Provided data -
## begin

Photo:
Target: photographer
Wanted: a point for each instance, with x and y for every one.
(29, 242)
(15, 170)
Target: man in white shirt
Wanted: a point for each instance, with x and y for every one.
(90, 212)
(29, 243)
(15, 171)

## end

Instructions for the task -
Please write out the records verbatim, from the line containing "Target: man in white shirt" through the end of the records, inclusive.

Final answer -
Target: man in white shirt
Wanted: a point for each instance, with x and y for every one.
(90, 212)
(29, 243)
(15, 171)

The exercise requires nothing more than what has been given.